Questions to answer:
(1) List every event that the passage on avoiding relapse names as possibly tempting for a recovering alcoholic.
(2) Update a section of the passage on avoiding relapse: begin at the words "- Keep a non-alcoholic" and stop after "along with you.". In that section, replace "accountability partner" with "sponsor".

[Opening Passage provided section]

The best way to protect yourself from relapse is to avoid temptation and stressful situations. During your time in addiction rehab, your team of doctors, therapists and other health professionals taught you how to deal with cravings when they hit; you may have also learned the importance of avoiding certain situations that could set you up for relapse.
But putting these lessons into practice on a daily basis is sometimes difficult. The best way to protect your sobriety is to have plenty of ways to avoid temptation.
Avoid Tempting Situations or People
Many situations can be tempting for recovering addicts. Office parties, family gatherings, summer cookouts and wedding receptions can all be a recipe for disaster for a recovering alcoholic. It may seem like a good idea to prove to others that you can resist the temptation to use, but avoiding these situations completely is the surest way to guard your sobriety.
But, if it is impossible to avoid alcohol, then use the following steps to protect yourself:
- Say, “No thank you!” Practice how you will decline alcohol before someone offers you a drink, because then you can avoid lengthy excuses or appearing as though you are still trying to make up your mind. You owe no one an explanation for refusing to drink, because you are not the only person at the event declining alcohol, even though it may seem like you are. Look the other person in the eyes and be firm in your response.
- Keep a non-alcoholic drink in your hand at all times. Ask your accountability partner or other close friend who knows your situation to bring you a drink so you can avoid the bar area completely.
- Ask for help from others before arriving at the event. People who support your sobriety and want to help you will have no problem refusing a drink along with you.

[Closing Passage provided section]
[Opening Stored data section]

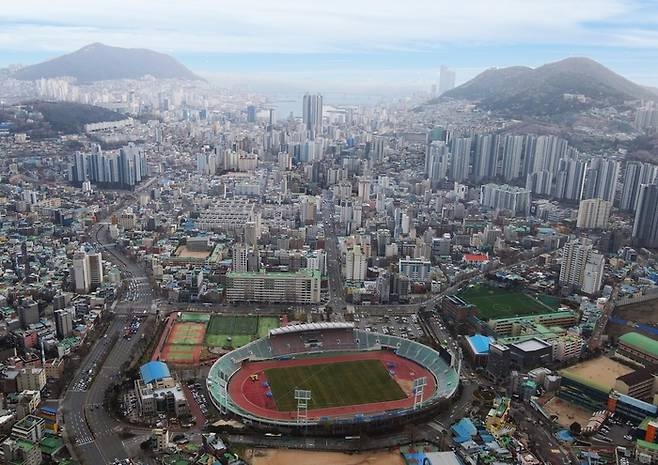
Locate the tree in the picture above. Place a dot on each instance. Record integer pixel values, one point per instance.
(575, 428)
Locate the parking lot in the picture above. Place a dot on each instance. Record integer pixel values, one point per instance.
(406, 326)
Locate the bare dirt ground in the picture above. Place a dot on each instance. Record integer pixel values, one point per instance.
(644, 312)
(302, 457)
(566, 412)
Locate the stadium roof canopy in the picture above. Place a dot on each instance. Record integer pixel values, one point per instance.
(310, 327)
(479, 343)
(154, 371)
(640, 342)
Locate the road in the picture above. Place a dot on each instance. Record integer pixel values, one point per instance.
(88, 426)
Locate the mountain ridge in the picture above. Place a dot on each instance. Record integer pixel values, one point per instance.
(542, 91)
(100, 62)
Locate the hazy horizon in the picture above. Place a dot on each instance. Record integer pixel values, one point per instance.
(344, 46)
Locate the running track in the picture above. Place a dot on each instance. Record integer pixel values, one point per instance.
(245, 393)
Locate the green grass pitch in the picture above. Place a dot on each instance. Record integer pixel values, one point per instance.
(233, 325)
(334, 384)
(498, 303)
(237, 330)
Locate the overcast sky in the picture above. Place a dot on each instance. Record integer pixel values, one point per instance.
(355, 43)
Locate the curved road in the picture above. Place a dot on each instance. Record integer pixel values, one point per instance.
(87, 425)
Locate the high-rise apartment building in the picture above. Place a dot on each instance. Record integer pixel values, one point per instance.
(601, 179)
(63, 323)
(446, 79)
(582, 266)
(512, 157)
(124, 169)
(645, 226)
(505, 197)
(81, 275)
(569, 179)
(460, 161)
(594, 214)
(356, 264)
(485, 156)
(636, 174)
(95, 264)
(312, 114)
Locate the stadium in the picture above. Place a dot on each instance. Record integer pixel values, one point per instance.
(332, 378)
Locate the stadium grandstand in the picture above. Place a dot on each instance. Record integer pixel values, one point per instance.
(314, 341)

[Closing Stored data section]
[Opening Stored data section]

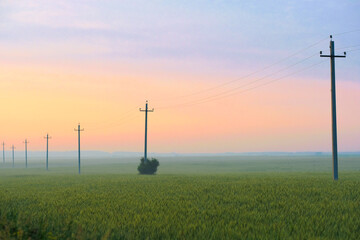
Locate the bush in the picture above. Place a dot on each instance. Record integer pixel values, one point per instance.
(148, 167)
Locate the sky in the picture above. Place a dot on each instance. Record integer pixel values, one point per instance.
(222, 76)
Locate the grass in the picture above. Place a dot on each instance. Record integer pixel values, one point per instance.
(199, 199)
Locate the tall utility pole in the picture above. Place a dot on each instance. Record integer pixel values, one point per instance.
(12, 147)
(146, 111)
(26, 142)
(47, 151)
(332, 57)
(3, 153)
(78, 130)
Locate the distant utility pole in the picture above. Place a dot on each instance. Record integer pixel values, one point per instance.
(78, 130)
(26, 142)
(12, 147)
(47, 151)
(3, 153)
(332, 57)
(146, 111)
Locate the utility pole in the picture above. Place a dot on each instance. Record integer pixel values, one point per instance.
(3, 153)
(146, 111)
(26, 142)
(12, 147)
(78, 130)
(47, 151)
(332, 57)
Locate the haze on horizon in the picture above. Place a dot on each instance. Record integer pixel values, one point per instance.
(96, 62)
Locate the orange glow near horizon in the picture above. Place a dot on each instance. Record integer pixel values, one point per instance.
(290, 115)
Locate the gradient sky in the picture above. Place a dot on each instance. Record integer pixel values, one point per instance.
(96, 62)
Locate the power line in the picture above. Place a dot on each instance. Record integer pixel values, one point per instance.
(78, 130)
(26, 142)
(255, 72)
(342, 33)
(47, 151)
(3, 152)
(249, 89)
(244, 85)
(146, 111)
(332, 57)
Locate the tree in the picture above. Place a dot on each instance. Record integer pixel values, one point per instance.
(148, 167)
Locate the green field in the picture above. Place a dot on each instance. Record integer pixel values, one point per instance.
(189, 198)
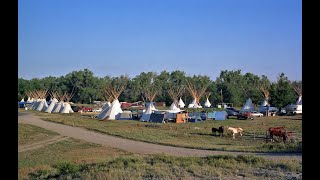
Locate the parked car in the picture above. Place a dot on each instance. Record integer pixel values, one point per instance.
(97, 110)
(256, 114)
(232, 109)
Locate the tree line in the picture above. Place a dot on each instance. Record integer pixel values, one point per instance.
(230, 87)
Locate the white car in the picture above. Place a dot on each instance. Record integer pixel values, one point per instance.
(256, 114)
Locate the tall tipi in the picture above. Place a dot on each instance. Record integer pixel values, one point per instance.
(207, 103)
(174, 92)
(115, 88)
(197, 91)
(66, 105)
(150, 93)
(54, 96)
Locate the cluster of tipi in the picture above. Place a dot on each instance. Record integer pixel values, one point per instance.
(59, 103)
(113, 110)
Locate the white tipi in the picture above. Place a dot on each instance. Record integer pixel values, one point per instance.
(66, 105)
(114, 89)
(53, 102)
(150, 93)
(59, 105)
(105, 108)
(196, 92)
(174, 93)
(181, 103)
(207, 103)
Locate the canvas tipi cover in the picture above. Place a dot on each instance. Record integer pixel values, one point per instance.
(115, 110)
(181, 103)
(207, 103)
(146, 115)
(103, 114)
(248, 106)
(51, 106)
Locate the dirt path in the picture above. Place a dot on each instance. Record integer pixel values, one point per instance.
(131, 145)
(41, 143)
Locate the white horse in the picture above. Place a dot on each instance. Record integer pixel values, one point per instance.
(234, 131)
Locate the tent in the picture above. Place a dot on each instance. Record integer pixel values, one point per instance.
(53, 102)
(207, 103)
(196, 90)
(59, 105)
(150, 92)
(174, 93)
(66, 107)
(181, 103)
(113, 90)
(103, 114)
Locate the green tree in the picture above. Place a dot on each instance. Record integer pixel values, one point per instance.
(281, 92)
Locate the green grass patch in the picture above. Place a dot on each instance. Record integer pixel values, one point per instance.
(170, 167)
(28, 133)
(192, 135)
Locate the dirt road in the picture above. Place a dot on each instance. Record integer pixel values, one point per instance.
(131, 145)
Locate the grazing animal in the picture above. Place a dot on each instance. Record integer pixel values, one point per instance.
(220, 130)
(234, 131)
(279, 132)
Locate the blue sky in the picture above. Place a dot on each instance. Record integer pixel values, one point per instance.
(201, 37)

[Closing Stored data section]

Solutions to the exercise:
(1)
- Office parties
- Family gatherings
- Summer cookouts
- Wedding receptions

(2)
- Keep a non-alcoholic drink in your hand at all times. Ask your sponsor or other close friend who knows your situation to bring you a drink so you can avoid the bar area completely.
- Ask for help from others before arriving at the event. People who support your sobriety and want to help you will have no problem refusing a drink along with you.